>>>

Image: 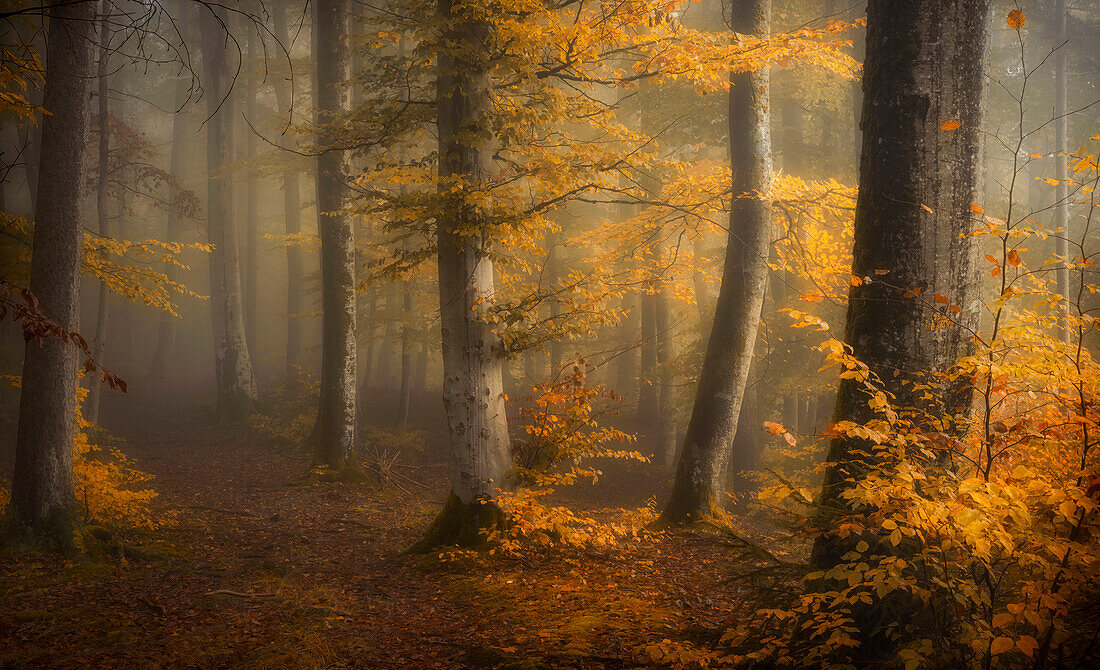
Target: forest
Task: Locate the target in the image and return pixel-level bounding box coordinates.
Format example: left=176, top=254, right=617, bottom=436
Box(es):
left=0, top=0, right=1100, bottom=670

<<<
>>>

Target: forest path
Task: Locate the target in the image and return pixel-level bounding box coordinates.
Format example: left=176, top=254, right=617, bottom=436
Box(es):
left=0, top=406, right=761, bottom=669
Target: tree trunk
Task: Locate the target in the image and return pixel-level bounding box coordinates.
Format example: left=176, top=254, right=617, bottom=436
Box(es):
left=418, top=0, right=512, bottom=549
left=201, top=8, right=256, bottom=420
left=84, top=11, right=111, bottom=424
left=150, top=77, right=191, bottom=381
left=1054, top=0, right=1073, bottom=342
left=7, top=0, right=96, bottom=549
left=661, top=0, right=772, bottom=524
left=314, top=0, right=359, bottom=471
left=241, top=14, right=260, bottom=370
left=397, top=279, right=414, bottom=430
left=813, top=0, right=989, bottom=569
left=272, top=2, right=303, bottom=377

<<<

◆ **WHAT TO PRODUCE**:
Copy out the rows above that begin with the line containing "Target: tree trunk" and end with the line containing "left=272, top=2, right=303, bottom=377", keeping both of those lines.

◆ **ANSWER FOR THE TASK**:
Target: tree trunk
Task: Locate the target in the image and return pixel-level bounding box coordinates.
Format example: left=176, top=254, right=617, bottom=436
Box(es):
left=418, top=0, right=512, bottom=549
left=201, top=8, right=256, bottom=420
left=84, top=11, right=111, bottom=424
left=150, top=77, right=191, bottom=381
left=1054, top=0, right=1073, bottom=342
left=7, top=0, right=96, bottom=549
left=661, top=0, right=772, bottom=524
left=314, top=0, right=359, bottom=471
left=241, top=14, right=260, bottom=370
left=397, top=279, right=414, bottom=430
left=813, top=0, right=989, bottom=569
left=272, top=2, right=303, bottom=377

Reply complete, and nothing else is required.